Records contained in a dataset
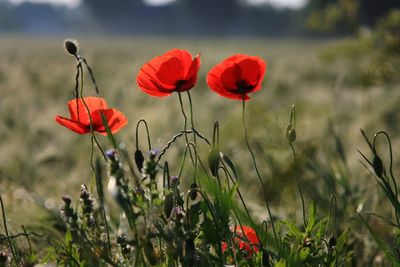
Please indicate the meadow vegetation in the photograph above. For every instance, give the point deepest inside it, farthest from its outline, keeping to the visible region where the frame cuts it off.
(40, 161)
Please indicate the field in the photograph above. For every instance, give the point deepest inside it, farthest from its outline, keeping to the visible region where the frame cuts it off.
(41, 161)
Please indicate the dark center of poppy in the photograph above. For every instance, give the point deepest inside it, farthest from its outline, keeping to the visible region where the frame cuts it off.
(179, 84)
(243, 87)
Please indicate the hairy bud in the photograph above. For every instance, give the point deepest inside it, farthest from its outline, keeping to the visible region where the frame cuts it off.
(71, 46)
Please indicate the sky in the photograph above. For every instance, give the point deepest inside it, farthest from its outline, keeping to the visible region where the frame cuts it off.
(74, 3)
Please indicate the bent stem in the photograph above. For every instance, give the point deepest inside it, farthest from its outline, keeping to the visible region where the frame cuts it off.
(93, 139)
(185, 124)
(191, 116)
(256, 168)
(6, 231)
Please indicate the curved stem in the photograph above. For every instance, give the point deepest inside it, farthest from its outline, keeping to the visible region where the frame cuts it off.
(256, 169)
(191, 115)
(185, 123)
(147, 132)
(7, 233)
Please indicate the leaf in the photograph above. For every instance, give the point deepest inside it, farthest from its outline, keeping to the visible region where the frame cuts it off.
(213, 161)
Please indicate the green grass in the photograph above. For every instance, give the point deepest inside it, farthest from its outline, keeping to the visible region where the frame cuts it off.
(40, 161)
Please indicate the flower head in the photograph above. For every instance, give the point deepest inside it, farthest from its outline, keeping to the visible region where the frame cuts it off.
(246, 240)
(96, 108)
(174, 71)
(237, 76)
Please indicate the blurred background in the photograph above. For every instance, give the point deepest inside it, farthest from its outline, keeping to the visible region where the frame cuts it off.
(270, 18)
(338, 61)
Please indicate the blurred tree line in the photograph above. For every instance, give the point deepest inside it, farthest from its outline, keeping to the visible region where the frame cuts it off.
(204, 17)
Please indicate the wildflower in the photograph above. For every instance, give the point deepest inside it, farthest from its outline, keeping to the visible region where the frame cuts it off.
(82, 116)
(174, 71)
(237, 76)
(246, 240)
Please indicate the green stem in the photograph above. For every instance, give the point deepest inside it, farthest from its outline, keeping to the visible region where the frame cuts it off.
(185, 124)
(7, 234)
(256, 169)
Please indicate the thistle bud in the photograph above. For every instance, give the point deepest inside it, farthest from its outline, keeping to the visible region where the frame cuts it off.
(190, 252)
(168, 205)
(174, 181)
(71, 46)
(378, 166)
(193, 191)
(87, 205)
(150, 253)
(68, 213)
(213, 161)
(332, 242)
(4, 258)
(290, 133)
(111, 153)
(139, 159)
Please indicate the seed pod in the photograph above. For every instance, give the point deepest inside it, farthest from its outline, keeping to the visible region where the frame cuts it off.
(168, 205)
(139, 159)
(71, 46)
(4, 258)
(213, 161)
(193, 192)
(150, 253)
(378, 166)
(332, 242)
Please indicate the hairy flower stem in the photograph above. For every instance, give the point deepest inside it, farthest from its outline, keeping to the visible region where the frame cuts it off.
(185, 125)
(6, 231)
(191, 116)
(93, 138)
(256, 169)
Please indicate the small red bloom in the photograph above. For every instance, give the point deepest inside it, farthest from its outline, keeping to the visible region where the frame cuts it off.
(237, 76)
(245, 240)
(80, 120)
(174, 71)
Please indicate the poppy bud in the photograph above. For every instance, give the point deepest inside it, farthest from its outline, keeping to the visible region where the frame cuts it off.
(213, 161)
(378, 166)
(193, 191)
(265, 258)
(190, 251)
(150, 253)
(139, 159)
(111, 154)
(290, 133)
(174, 181)
(71, 46)
(332, 242)
(168, 205)
(4, 258)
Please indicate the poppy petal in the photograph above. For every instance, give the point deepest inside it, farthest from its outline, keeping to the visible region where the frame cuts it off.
(115, 120)
(78, 111)
(72, 125)
(191, 77)
(167, 73)
(150, 87)
(214, 82)
(171, 71)
(184, 56)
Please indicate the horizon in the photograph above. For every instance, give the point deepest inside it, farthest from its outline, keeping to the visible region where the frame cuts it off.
(295, 4)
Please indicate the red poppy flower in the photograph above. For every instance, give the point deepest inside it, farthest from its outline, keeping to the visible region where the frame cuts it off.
(237, 76)
(247, 241)
(174, 71)
(80, 120)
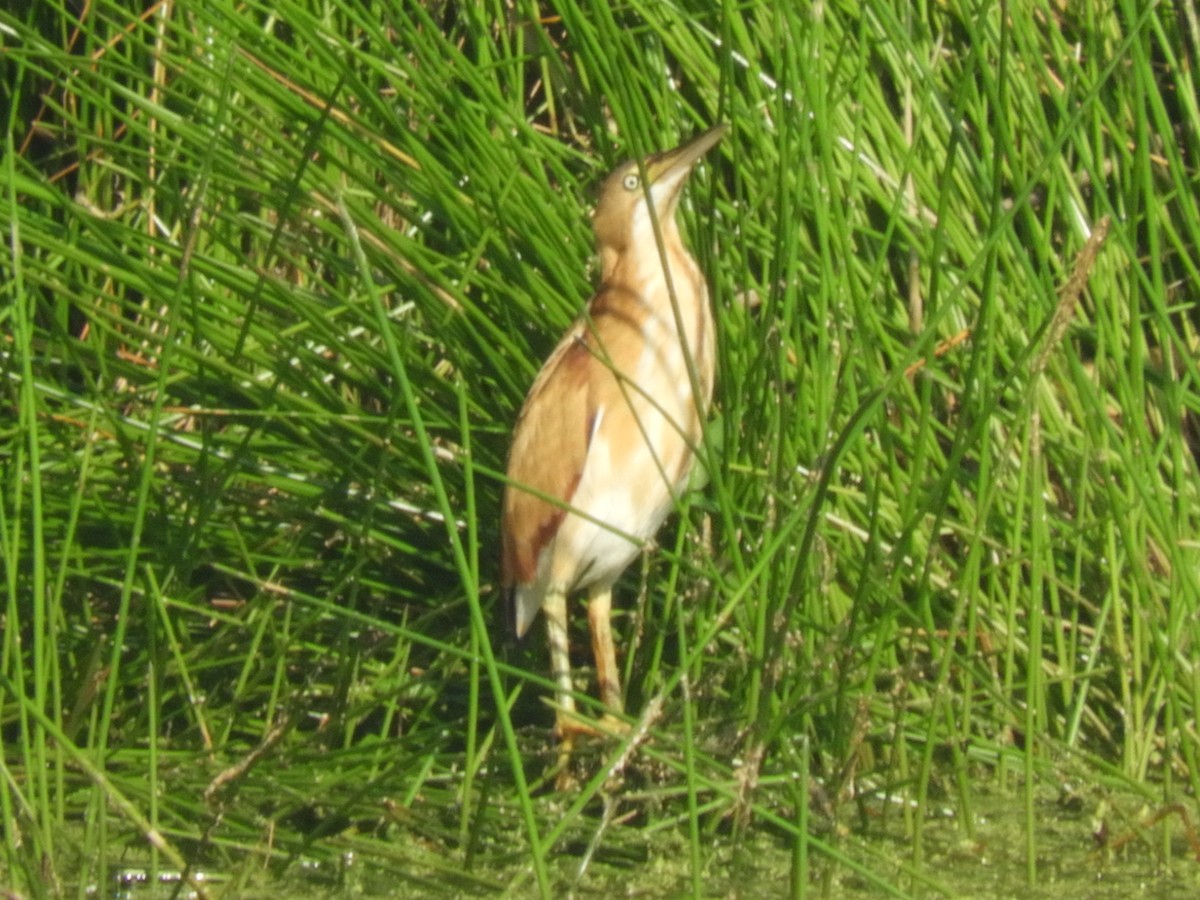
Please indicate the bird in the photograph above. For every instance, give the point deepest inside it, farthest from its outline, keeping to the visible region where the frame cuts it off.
(606, 438)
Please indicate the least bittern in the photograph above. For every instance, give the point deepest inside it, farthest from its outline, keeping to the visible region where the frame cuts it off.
(606, 438)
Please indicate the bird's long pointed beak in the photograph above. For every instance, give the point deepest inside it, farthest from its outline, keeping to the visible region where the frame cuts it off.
(684, 156)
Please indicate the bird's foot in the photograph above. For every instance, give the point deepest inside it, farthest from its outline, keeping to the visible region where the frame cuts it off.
(570, 726)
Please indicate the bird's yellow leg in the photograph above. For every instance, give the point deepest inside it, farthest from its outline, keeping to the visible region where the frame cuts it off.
(553, 607)
(607, 675)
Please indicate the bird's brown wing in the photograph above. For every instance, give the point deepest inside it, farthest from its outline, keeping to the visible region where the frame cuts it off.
(551, 439)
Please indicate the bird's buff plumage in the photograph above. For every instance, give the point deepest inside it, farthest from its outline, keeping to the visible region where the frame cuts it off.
(605, 441)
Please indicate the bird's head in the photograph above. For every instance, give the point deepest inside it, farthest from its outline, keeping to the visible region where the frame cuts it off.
(622, 216)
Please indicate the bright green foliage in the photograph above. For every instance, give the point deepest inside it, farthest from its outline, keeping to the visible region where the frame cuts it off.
(275, 280)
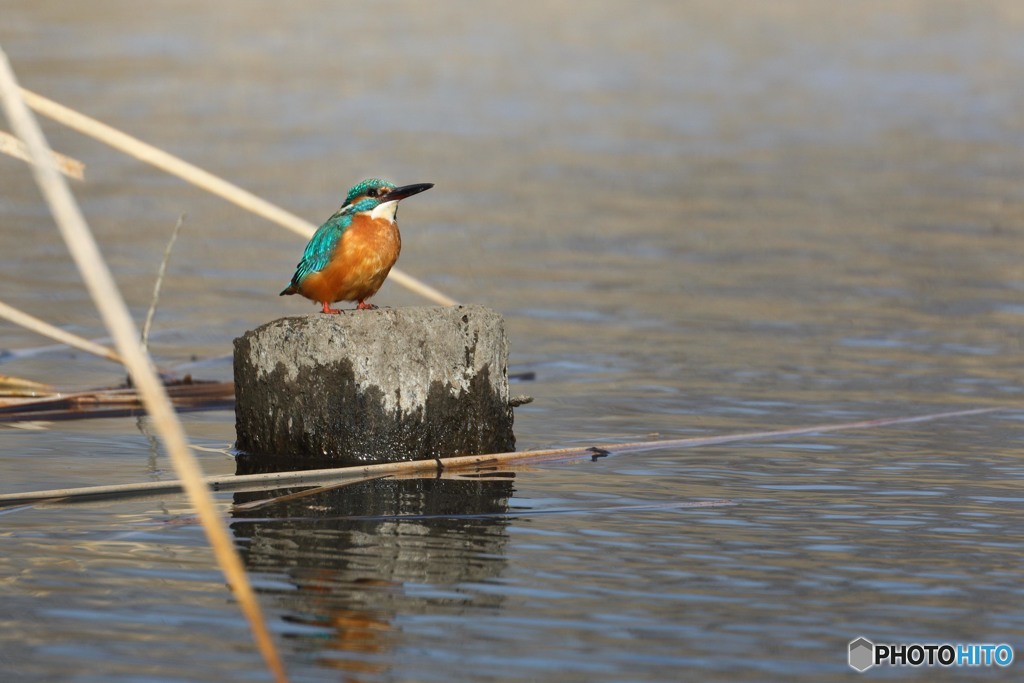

* [YOUR INSTRUCTIONS]: Please make an exact copy of the records, leaving out any picture.

* [WRITTEN RESPONSE]:
Please indicate the meadow vegetation in the photograph above. For every instance, give the point deepest inside it, farthest from its outline, keeping to the visible region where the frame cuts it off.
(40, 161)
Please indicate the field in the photograph above. For every instance, give the point deepest inside it, farthest from its outline, keeping to the visible region where the frame cuts it off.
(41, 161)
Please indicate the dark center of poppy in the photograph above. For every instance, give the point deepest inside it, farthest from its outline, keeping to the visible region where the frame cuts it off.
(179, 84)
(243, 87)
Please indicate the hairy bud in the photograph above. For every instance, give the point deepest inside it, farthest from its outline, keeping to the visible region where the frame cuts it off.
(71, 46)
Please indicate the sky in the photograph above. For every instance, give the point deepest inside it, farthest from its outline, keeping to the visible region where the frame cuts it off.
(74, 3)
Please indicate the bent stem in the photograph above. For every instance, give the point deepest inside it, farthest from its outline, keeping to the visible region where the frame cuts it off.
(93, 139)
(185, 124)
(191, 116)
(256, 168)
(6, 231)
Please indicate the curved stem in the photograph above. For every instance, give the point deepest inside it, farthest from its outline, keeping to the visible region where the frame cuts it off.
(256, 169)
(191, 115)
(185, 123)
(147, 132)
(7, 233)
Please indicate the leaf in the photograph above. For every instance, give the point deepest inside it, farthest from its outline, keeping to the visible region where the frame cuts it off.
(213, 161)
Please indicate the green grass in the photograph above. For every instance, give the point deepest inside it, farthest from its outline, keeping to the visible region where the frame cuts it off.
(40, 161)
Please indicate the flower head in the photograph above. For every instance, give the point deepest inside it, farthest from its outline, keeping to the visible region where the frame cuts it off.
(246, 240)
(96, 108)
(174, 71)
(237, 76)
Please indicate the blurred background in the photograph above. For every instance, give the point deepest inside it, farthest from its outline, keeping to the visible region where the frame cuts it off.
(270, 18)
(338, 61)
Please indicate the blurred tree line in the photograph above. For every instance, give the point deepest inside it, farthest from its outline, keeping to the visible region where the frame cuts it off.
(204, 17)
Please indicate the wildflower in the photograph above. For every instance, give the point deepest inside it, farthest from its outline, keeping to the visible region where the frame cuts it off.
(82, 116)
(174, 71)
(237, 76)
(246, 240)
Please indicate the green stem in the photograph above. For every instance, give the point deepest inside it, farthest from its outline, keeping to the visible region where the frame cuts it off.
(185, 124)
(7, 234)
(256, 169)
Please indicate the thistle bud in the photograph above. For every instance, give the point deepest inside it, farthest from its outline, keeping to the visible region where the frame cuts it off.
(190, 252)
(168, 205)
(174, 181)
(71, 46)
(378, 166)
(193, 191)
(87, 205)
(150, 253)
(68, 213)
(213, 161)
(332, 242)
(4, 258)
(290, 133)
(111, 153)
(139, 159)
Please indicate the seed pod in the photograph above. For every instance, give the point deepest inside it, farthest from its outline, keeping to the visible region where the frame cuts it off.
(168, 205)
(139, 159)
(71, 46)
(4, 258)
(213, 161)
(193, 192)
(150, 253)
(378, 166)
(332, 242)
Please indicate the hairy flower stem in the photograph above. For every instance, give the point deepest inside it, farthest from its outline, keeping to the visible region where the frame cuts it off.
(185, 125)
(6, 231)
(191, 116)
(93, 138)
(256, 169)
Please indicate the small red bloom in the photograph above. For every instance, give the point deepest inside it, farthest from its outline, keeping to the visible region where the frame cuts it off.
(237, 76)
(245, 240)
(80, 120)
(174, 71)
Please indicate the poppy bud in the photograph above. For every instance, give the point deepest inside it, farthest from its outline, keeping to the visible region where the frame cuts it off.
(213, 161)
(378, 166)
(193, 191)
(265, 258)
(190, 251)
(150, 253)
(139, 159)
(111, 154)
(290, 133)
(174, 181)
(71, 46)
(332, 242)
(168, 205)
(4, 258)
Please indicate the poppy petal in the photograph above. For every instance, give the point deepest inside it, farthest from its outline, keeping to the visible region where the frame cuts it off.
(115, 120)
(78, 111)
(72, 125)
(191, 77)
(167, 73)
(150, 87)
(214, 82)
(171, 71)
(184, 56)
Please indicate the horizon in the photograph above. For every instance, give the point deepest inside it, farthest from its outline, keeping to the visible region where the frame cuts it off.
(295, 4)
Please indicate the red poppy flower in the photograph above. For every instance, give the point deepest inside it, farthest from its outline, keeping to the visible region where the frame cuts it off.
(237, 76)
(247, 241)
(174, 71)
(80, 120)
Please indicate the bird in the photograph above. For every instance, give the point deepest inside it, farthest from its outline, keeping to the visible region where the frame cuts it off.
(606, 438)
Please indicate the least bittern in the photograph above. For every instance, give the point deepest inside it, farthest from its outline, keeping to the visible region where the frame cuts it off.
(606, 438)
Please indicate the bird's long pointed beak in the photograph above. For every instance, give the point deepest inside it, farthest from its outline, keeping to the visible region where the frame cuts it off.
(684, 156)
Please indicate the bird's foot in the photograph above. For every instance, give the point deepest inside it, farthest from its outline, keeping to the visible region where the frame cuts it off.
(570, 726)
Please indicate the bird's yellow leg in the photograph above. For every instance, give the point deepest inside it, farthest from its outline, keeping to the visible region where the frame cuts it off.
(553, 607)
(607, 675)
Please indicate the bird's brown wing in the photograph above. For every instance, give the point deepest inside it, farthest from its outline, keeping to the visible region where the frame cuts it off.
(551, 439)
Please indicate the bird's buff plumage in the photograph above. For every instance, give the point deepest inside it, farthest from its outline, keeping to the visible region where the frame cuts it off.
(605, 441)
Please indicate the bird's head in the photograph above. For every instance, give the point deepest inside it, farthest from its outline, keeping to the visible region where the frame cuts it off.
(622, 216)
Please indicate the bright green foliage in the photograph above. For every instance, give the point deepest inside it, farthest from its outline, keeping to the visible region where the frame cuts it off.
(275, 280)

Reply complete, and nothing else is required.